*** Dataset records

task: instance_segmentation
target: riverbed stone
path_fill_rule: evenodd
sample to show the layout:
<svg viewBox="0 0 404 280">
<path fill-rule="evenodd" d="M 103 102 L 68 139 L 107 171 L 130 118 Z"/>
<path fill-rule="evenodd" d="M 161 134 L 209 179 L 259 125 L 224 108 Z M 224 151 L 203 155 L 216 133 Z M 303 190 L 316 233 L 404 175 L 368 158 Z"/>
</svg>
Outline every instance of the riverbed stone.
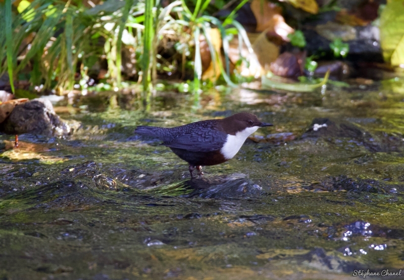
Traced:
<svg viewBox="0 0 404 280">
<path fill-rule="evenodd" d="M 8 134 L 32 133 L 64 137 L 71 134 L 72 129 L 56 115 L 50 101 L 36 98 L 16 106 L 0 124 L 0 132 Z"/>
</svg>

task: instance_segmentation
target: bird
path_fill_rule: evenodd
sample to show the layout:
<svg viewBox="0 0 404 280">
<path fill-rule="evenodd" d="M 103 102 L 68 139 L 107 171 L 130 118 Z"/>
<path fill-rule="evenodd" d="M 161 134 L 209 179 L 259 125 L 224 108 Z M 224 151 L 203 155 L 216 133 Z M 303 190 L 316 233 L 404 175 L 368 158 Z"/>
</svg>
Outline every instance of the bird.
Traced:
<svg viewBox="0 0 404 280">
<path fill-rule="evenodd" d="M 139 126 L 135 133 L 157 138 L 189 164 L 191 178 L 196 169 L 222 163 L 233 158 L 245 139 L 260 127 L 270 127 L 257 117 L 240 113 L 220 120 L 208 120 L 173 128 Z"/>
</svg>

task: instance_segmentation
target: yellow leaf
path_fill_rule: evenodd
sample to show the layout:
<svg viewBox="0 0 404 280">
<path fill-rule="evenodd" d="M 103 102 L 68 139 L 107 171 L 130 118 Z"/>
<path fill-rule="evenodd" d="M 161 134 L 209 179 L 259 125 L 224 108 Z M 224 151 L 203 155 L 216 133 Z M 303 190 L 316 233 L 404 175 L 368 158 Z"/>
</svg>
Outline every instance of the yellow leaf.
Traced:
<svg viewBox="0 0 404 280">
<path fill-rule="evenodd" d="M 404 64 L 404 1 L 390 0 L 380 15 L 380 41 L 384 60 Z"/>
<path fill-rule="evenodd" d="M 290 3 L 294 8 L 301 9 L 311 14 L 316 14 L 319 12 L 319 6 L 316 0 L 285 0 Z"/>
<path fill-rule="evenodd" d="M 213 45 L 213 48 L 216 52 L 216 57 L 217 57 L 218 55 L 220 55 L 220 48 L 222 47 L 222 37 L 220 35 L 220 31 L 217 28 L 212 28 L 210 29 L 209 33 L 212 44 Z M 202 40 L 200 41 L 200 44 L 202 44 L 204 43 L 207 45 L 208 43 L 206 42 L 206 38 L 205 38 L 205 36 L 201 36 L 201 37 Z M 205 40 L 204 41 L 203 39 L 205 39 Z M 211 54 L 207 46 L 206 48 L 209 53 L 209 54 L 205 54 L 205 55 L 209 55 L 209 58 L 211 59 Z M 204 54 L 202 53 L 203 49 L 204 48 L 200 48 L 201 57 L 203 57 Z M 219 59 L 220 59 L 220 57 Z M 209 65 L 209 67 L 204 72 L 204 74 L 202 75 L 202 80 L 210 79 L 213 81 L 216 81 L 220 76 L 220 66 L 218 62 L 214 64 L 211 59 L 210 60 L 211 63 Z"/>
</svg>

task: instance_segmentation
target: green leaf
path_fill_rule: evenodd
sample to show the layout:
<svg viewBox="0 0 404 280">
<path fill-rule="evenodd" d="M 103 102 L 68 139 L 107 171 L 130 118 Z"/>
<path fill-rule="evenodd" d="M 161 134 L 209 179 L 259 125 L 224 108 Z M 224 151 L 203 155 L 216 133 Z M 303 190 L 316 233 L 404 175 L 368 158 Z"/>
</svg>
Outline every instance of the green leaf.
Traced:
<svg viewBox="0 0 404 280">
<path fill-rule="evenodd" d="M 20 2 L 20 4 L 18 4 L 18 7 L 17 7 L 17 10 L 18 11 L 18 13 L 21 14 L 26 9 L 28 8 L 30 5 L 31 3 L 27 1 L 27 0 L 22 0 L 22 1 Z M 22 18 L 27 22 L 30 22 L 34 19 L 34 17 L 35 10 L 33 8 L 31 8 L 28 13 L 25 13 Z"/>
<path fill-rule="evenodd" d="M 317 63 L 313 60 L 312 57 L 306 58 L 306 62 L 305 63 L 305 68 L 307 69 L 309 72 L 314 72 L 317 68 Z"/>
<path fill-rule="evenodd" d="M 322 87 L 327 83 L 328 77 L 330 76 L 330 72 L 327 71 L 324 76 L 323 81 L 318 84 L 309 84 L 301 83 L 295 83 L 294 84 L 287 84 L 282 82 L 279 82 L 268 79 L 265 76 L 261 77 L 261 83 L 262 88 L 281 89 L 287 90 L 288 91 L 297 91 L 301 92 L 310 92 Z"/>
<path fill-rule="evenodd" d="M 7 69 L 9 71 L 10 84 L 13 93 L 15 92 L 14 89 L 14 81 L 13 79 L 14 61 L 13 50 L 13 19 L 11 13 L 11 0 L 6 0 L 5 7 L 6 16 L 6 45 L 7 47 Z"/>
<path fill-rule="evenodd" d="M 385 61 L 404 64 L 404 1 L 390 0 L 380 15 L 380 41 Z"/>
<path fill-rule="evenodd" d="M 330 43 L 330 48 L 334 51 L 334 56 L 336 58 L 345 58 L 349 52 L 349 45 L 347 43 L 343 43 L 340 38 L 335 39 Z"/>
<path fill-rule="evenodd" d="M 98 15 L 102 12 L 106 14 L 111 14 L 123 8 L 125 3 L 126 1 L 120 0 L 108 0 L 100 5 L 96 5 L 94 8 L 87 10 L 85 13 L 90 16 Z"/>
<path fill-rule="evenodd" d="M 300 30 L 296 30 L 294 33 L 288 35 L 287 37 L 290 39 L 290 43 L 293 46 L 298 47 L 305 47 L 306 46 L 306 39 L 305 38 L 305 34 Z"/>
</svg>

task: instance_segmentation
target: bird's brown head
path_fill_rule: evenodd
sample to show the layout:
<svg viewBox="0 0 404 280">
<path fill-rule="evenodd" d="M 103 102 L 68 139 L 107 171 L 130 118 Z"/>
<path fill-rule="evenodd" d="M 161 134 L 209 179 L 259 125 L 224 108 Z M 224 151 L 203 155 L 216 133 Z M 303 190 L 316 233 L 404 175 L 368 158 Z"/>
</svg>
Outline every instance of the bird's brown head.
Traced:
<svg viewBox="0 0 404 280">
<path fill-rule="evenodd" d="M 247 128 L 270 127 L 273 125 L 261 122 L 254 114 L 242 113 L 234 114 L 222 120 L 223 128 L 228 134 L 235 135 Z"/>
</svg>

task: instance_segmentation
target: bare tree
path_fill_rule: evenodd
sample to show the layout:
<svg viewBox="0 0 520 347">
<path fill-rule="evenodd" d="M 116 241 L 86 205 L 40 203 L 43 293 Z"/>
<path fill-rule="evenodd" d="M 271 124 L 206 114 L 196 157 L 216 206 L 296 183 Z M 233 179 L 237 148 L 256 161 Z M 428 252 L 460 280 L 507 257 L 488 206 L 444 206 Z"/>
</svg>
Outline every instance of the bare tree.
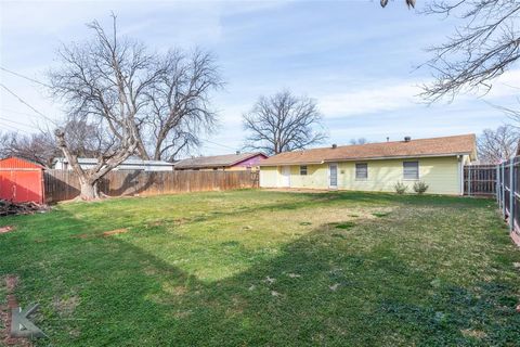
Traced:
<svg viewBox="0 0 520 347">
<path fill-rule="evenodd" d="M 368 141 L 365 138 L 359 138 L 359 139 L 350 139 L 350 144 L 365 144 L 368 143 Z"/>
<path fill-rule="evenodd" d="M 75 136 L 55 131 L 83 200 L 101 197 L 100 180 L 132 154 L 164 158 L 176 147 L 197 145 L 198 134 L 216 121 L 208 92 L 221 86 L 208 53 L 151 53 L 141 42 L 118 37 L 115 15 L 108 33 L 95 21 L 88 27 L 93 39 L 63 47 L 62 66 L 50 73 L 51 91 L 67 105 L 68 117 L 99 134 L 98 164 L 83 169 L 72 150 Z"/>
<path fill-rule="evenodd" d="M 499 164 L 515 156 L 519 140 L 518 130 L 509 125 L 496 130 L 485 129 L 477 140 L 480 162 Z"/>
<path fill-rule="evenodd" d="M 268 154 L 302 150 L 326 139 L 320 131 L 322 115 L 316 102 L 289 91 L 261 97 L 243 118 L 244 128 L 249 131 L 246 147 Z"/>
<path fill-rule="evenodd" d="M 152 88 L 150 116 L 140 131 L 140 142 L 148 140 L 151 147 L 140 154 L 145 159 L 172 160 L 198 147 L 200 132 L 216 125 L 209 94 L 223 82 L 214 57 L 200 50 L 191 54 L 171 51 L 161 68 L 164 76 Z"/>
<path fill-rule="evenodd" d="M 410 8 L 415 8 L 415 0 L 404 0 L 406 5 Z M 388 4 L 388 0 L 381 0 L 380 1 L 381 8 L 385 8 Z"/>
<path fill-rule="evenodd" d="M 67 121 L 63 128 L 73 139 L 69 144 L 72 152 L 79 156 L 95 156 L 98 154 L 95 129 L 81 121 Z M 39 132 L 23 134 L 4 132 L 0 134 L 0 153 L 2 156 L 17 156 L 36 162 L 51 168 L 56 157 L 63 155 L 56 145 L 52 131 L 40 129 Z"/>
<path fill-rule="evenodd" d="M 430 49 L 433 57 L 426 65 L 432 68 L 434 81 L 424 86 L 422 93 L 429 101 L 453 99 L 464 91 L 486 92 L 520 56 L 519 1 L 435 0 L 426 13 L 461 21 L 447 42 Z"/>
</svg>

******
*** Dataset records

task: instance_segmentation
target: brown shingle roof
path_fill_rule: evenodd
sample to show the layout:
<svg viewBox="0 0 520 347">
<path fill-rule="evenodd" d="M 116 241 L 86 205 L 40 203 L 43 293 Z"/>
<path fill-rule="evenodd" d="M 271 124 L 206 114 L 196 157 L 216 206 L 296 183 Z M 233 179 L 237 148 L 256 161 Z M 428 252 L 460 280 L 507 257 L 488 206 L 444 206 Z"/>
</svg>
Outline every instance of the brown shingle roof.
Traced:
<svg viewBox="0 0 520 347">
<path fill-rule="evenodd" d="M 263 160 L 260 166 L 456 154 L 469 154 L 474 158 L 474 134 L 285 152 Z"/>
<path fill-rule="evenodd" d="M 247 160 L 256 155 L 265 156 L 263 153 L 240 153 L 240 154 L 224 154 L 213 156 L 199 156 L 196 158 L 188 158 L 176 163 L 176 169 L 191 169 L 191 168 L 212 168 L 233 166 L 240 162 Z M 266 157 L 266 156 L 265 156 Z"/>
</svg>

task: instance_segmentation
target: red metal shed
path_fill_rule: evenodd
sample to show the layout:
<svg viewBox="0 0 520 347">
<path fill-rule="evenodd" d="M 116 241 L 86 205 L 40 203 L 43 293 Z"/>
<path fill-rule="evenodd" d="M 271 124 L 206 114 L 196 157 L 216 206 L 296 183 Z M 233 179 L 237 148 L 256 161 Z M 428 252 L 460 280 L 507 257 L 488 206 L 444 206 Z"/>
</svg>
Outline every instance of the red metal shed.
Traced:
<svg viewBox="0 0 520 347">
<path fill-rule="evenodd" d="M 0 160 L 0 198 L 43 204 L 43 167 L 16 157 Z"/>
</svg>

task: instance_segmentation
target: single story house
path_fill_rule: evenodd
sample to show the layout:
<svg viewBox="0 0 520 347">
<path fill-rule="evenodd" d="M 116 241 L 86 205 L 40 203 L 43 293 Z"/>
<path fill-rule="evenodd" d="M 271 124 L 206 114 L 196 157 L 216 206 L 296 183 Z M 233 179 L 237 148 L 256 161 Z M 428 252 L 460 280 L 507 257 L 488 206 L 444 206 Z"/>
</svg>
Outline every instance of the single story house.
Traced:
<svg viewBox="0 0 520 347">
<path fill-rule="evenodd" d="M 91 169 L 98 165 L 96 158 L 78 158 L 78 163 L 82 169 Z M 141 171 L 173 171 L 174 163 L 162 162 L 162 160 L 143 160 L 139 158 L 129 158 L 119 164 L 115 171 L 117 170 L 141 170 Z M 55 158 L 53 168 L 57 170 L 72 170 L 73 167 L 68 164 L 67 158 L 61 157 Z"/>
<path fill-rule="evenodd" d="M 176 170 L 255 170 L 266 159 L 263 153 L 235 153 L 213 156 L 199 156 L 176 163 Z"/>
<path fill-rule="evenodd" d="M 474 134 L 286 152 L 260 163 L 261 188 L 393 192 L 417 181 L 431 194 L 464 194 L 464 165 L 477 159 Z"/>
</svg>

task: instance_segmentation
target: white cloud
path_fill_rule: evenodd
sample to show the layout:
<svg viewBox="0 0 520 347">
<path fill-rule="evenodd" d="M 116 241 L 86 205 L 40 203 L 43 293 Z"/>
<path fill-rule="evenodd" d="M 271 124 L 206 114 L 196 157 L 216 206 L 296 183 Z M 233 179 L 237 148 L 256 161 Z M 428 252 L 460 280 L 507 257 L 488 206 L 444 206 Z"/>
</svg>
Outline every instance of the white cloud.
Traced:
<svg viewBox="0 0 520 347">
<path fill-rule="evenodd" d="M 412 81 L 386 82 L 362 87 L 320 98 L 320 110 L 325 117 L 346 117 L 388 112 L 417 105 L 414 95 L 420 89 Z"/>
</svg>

******

◆ **Directions**
Extract each line of the records that contains the string "target".

◆ **Answer to this exercise**
target: riverbed stone
target: bird
target: yellow leaf
target: green leaf
target: bird's brown head
target: bare tree
target: brown shingle roof
target: red metal shed
target: single story house
target: white cloud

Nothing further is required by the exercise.